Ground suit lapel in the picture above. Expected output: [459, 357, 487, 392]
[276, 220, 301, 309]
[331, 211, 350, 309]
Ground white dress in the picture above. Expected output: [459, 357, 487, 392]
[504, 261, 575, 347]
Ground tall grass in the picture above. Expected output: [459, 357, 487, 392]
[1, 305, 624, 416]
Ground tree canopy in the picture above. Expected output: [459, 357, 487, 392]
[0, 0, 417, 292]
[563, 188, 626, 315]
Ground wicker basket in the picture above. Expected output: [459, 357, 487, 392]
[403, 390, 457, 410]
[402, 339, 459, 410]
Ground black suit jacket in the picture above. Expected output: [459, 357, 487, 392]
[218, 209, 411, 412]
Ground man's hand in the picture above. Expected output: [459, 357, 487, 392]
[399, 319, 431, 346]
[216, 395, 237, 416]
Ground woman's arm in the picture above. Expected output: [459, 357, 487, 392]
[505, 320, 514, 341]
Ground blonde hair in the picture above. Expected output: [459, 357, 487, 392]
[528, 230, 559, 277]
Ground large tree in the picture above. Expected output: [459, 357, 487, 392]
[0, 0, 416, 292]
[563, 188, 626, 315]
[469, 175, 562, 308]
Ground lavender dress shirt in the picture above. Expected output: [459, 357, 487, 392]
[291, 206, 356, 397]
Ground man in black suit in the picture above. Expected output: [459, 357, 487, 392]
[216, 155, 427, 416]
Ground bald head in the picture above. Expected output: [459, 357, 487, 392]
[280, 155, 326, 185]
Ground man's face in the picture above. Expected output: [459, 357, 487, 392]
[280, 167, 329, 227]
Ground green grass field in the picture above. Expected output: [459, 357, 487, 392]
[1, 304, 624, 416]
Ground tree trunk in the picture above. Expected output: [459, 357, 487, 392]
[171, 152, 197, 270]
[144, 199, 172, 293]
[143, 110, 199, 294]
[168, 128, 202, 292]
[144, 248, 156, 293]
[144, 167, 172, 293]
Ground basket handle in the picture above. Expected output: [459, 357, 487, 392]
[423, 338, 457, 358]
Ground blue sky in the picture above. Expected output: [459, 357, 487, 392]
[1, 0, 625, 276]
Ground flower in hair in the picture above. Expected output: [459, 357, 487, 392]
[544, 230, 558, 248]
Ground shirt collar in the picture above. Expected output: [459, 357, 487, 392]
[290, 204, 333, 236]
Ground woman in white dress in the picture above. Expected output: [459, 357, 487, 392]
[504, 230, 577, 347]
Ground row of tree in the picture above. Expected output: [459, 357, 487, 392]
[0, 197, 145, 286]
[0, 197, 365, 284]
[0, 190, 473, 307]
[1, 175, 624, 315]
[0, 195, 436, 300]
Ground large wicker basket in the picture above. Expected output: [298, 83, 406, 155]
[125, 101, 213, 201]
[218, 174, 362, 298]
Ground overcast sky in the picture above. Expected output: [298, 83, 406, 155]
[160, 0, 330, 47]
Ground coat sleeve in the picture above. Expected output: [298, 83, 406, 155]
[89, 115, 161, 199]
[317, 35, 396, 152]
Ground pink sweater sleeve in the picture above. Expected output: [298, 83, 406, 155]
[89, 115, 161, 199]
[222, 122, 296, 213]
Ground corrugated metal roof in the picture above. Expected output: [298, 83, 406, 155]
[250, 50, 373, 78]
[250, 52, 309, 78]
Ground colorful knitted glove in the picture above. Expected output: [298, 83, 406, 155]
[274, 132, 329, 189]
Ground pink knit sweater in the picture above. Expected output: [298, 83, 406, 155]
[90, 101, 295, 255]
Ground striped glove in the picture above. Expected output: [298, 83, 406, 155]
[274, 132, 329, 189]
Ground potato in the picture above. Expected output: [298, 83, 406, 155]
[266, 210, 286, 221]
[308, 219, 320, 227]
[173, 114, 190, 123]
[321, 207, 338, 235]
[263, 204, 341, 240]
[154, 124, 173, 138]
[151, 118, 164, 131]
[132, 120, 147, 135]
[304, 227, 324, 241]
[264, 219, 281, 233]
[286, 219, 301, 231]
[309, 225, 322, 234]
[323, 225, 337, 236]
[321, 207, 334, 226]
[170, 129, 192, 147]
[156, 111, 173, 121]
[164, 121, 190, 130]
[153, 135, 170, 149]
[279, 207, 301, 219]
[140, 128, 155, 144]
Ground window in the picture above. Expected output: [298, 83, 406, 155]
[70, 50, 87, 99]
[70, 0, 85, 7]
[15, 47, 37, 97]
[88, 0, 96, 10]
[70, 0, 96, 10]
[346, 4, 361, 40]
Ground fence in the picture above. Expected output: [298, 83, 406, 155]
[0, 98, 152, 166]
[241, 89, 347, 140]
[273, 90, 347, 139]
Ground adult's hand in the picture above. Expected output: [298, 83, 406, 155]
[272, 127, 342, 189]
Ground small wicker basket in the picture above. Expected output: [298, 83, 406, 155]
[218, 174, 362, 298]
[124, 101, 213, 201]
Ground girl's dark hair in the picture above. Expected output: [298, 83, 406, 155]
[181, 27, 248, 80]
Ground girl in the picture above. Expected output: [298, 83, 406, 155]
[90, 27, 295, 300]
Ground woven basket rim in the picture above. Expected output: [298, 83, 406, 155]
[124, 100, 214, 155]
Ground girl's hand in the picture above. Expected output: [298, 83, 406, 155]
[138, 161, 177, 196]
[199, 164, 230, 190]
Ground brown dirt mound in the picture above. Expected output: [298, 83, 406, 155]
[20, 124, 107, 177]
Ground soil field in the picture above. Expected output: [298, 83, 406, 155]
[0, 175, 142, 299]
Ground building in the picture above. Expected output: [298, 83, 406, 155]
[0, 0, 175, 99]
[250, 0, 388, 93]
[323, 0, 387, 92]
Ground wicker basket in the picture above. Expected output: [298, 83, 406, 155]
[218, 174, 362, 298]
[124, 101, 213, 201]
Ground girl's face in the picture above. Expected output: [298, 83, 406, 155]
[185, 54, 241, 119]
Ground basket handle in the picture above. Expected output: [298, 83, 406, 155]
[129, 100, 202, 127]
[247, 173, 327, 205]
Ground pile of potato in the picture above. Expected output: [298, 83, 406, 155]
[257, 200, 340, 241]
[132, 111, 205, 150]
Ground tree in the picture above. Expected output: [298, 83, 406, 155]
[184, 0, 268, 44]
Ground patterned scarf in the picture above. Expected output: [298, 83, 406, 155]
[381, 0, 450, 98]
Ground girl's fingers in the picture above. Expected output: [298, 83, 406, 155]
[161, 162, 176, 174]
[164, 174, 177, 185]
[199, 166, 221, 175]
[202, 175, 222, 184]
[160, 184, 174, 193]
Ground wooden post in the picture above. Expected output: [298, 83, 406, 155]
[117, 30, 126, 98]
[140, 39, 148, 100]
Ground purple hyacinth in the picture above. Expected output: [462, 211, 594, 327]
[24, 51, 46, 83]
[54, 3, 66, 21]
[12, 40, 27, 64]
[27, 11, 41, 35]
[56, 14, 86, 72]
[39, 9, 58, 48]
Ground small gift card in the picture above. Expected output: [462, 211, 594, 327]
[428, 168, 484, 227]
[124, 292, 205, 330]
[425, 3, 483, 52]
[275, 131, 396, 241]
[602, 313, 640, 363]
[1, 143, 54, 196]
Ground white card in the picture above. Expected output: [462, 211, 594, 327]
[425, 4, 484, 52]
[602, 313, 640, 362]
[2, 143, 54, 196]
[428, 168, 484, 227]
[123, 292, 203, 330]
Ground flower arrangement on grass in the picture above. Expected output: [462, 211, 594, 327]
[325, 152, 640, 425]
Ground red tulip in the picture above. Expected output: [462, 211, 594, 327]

WHAT NEEDS TO BE DONE
Each record above has to be repeated word for word.

RESPONSE
Ground suit lapel in the picture above. Expected output: [459, 357, 487, 392]
[276, 220, 301, 309]
[331, 211, 350, 309]
Ground white dress in the picture above. Expected output: [459, 357, 487, 392]
[504, 261, 575, 347]
Ground tall grass in the picture above. Expected output: [459, 357, 487, 392]
[1, 305, 624, 416]
Ground tree canopy in the picture above. Expected output: [459, 357, 487, 392]
[0, 0, 417, 292]
[563, 188, 626, 315]
Ground wicker basket in the picture above. Expected output: [459, 357, 487, 392]
[403, 390, 457, 410]
[402, 339, 459, 410]
Ground black suit jacket in the picture above. Expected output: [459, 357, 487, 392]
[218, 209, 411, 412]
Ground man's hand in the picture above. Expected output: [459, 357, 487, 392]
[399, 319, 431, 346]
[216, 395, 237, 416]
Ground woman's arm in the picture above. Expected output: [459, 357, 487, 392]
[505, 320, 514, 341]
Ground blonde hair in the picture above. Expected output: [459, 357, 487, 392]
[528, 230, 559, 277]
Ground large tree in the picture above. Expected output: [459, 357, 487, 392]
[0, 0, 416, 292]
[563, 188, 626, 315]
[469, 175, 562, 308]
Ground lavender dress shirt in the picture above. Expected output: [459, 357, 487, 392]
[291, 206, 356, 397]
Ground man in black suit in the picture above. Expected output: [459, 357, 487, 392]
[216, 155, 427, 416]
Ground bald head in the picture above. Expected output: [459, 357, 487, 392]
[280, 155, 326, 185]
Ground man's face in the picture above. Expected output: [459, 357, 487, 392]
[280, 167, 329, 227]
Ground green grass field in the picture above. Expected output: [459, 357, 487, 392]
[1, 304, 624, 416]
Ground tree trunk in the picture above. Expected output: [459, 357, 487, 392]
[171, 152, 197, 270]
[144, 199, 172, 293]
[143, 110, 199, 294]
[168, 128, 202, 292]
[144, 248, 156, 293]
[144, 167, 172, 293]
Ground basket handle in the picture above. Expected output: [459, 357, 487, 392]
[423, 338, 457, 358]
Ground blue sky in the picture above. Expected output: [459, 357, 487, 392]
[1, 0, 625, 276]
Ground flower in hair in the picture above. Expected output: [459, 357, 487, 392]
[544, 230, 558, 248]
Ground shirt collar in the picture above. Expected output: [459, 357, 487, 392]
[290, 204, 333, 236]
Ground woman in white dress in the picture above. Expected output: [459, 357, 487, 392]
[504, 230, 577, 347]
Ground row of tree in the picture above. Expected output: [459, 357, 487, 392]
[0, 197, 145, 286]
[0, 197, 365, 284]
[0, 190, 473, 307]
[1, 175, 624, 315]
[0, 195, 436, 300]
Ground large wicker basket in the picture above. Expected output: [298, 83, 406, 155]
[125, 101, 213, 201]
[218, 174, 362, 298]
Ground overcast sky in the picture above. Expected output: [298, 83, 406, 155]
[160, 0, 330, 47]
Ground coat sleeve in the picture above. Expected output: [298, 83, 406, 155]
[89, 115, 161, 199]
[317, 35, 396, 152]
Ground pink sweater sleeve in the picture above. Expected output: [298, 83, 406, 155]
[89, 115, 161, 199]
[222, 122, 296, 213]
Ground corrugated metal roof in the picture above. Expected output: [298, 83, 406, 155]
[250, 50, 373, 78]
[250, 52, 309, 78]
Ground colorful knitted glove in the picture above. Expected output: [298, 83, 406, 155]
[274, 132, 329, 189]
Ground pink knit sweater in the picture above. Expected output: [298, 83, 406, 155]
[90, 101, 295, 255]
Ground striped glove in the picture above. Expected output: [298, 83, 406, 155]
[274, 132, 329, 189]
Ground potato in the picture above. Expected output: [298, 83, 406, 155]
[266, 210, 286, 221]
[308, 219, 320, 227]
[173, 114, 190, 123]
[321, 207, 338, 235]
[263, 204, 341, 240]
[154, 124, 173, 138]
[151, 118, 164, 131]
[132, 120, 147, 135]
[304, 227, 324, 241]
[264, 219, 281, 233]
[286, 219, 301, 231]
[309, 225, 322, 234]
[323, 225, 337, 236]
[321, 207, 334, 226]
[170, 129, 192, 147]
[156, 111, 173, 121]
[164, 121, 190, 130]
[153, 135, 170, 149]
[279, 207, 301, 219]
[140, 128, 155, 144]
Ground window in the picture above. Expected output: [298, 83, 406, 155]
[70, 50, 87, 99]
[70, 0, 85, 7]
[15, 47, 37, 97]
[88, 0, 96, 10]
[70, 0, 96, 10]
[346, 4, 361, 40]
Ground fence in the picture above. Expected output: [298, 83, 406, 155]
[0, 98, 152, 166]
[241, 89, 347, 140]
[273, 90, 347, 139]
Ground adult's hand in the picture above. Expected output: [298, 83, 406, 155]
[272, 127, 342, 189]
Ground small wicker basket in the picture above. Expected output: [298, 83, 406, 155]
[218, 174, 362, 298]
[124, 101, 213, 201]
Ground girl's dark hair in the picture above. Expected output: [298, 83, 406, 155]
[181, 27, 248, 80]
Ground girl in the picture above. Expected output: [298, 83, 406, 155]
[90, 27, 295, 300]
Ground woven basket rim in the picture above. Expected output: [298, 83, 406, 155]
[124, 100, 214, 155]
Ground girl's hand in the picture above. Expected output: [298, 83, 406, 155]
[138, 161, 177, 196]
[199, 164, 230, 190]
Ground brown dirt mound in the picture above. Expected output: [298, 83, 406, 155]
[20, 124, 107, 177]
Ground soil field in the picture above. Expected output: [298, 83, 406, 155]
[0, 175, 142, 299]
Ground building in the picture above. Expected output: [298, 83, 406, 155]
[0, 0, 175, 99]
[250, 0, 388, 93]
[323, 0, 387, 92]
Ground wicker basket in the picture above. Expected output: [298, 83, 406, 155]
[218, 174, 362, 298]
[124, 101, 213, 201]
Ground girl's face in the picture above. Expected output: [298, 83, 406, 155]
[185, 54, 241, 119]
Ground basket handle in the picture above. Expected output: [298, 83, 406, 155]
[129, 100, 202, 127]
[247, 173, 327, 205]
Ground pile of potato in the picture above. Expected output: [298, 83, 406, 155]
[257, 200, 340, 241]
[132, 111, 205, 150]
Ground tree in the picture above. Expected output: [298, 83, 406, 155]
[184, 0, 268, 44]
Ground patterned scarf in the picture above. Expected output: [298, 83, 406, 155]
[381, 0, 450, 98]
Ground girl's fingers in the picture above. Expected output: [298, 83, 406, 155]
[161, 162, 176, 174]
[164, 174, 177, 185]
[199, 166, 221, 175]
[202, 175, 222, 184]
[160, 184, 174, 193]
Ground wooden post in the picture above. Expected output: [298, 83, 406, 155]
[117, 30, 126, 98]
[140, 39, 148, 100]
Ground purple hyacinth in the picture above. Expected output: [462, 211, 594, 327]
[24, 51, 46, 83]
[54, 3, 66, 21]
[12, 40, 27, 64]
[27, 11, 41, 35]
[56, 14, 86, 72]
[39, 9, 58, 48]
Ground small gift card in the picture above. Expected output: [462, 211, 594, 327]
[428, 168, 484, 227]
[124, 292, 205, 330]
[425, 3, 483, 52]
[275, 131, 396, 241]
[602, 313, 640, 363]
[1, 143, 54, 196]
Ground white card in the picture above. Expected output: [462, 211, 594, 327]
[425, 4, 484, 52]
[602, 313, 640, 362]
[2, 143, 54, 196]
[428, 168, 484, 227]
[123, 292, 203, 330]
Ground flower arrangement on grass in the picture above. Expected output: [462, 211, 594, 327]
[325, 152, 640, 425]
Ground red tulip in the picture above. Expected output: [462, 211, 594, 327]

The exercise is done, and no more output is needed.